Stored records
** Start **

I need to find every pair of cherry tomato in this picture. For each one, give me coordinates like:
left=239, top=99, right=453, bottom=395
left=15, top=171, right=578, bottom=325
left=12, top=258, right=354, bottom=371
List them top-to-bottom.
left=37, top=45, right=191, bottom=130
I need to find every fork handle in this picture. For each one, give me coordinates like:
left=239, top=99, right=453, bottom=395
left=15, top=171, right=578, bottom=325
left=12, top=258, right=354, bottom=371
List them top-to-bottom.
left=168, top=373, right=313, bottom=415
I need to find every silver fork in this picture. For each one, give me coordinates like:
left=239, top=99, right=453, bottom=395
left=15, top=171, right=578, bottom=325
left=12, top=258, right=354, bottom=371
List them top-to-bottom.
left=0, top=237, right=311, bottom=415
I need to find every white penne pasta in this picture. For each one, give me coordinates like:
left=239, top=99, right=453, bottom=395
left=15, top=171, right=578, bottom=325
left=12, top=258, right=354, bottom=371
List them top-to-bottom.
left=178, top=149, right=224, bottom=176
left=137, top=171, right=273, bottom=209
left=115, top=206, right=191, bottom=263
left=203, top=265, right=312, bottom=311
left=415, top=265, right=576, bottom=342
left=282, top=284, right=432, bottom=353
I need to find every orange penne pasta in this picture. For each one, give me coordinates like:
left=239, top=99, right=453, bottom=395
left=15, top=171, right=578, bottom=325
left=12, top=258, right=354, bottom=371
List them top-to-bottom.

** End **

Reproduce the lines of the entries above word for word, beginning at the line that contains "I need to find every silver" and stopping after the line that contains "left=0, top=237, right=311, bottom=415".

I need to find every silver fork in this picture. For each one, give me coordinates like:
left=239, top=99, right=453, bottom=395
left=15, top=171, right=578, bottom=325
left=12, top=258, right=354, bottom=371
List them top-to-bottom.
left=0, top=237, right=311, bottom=415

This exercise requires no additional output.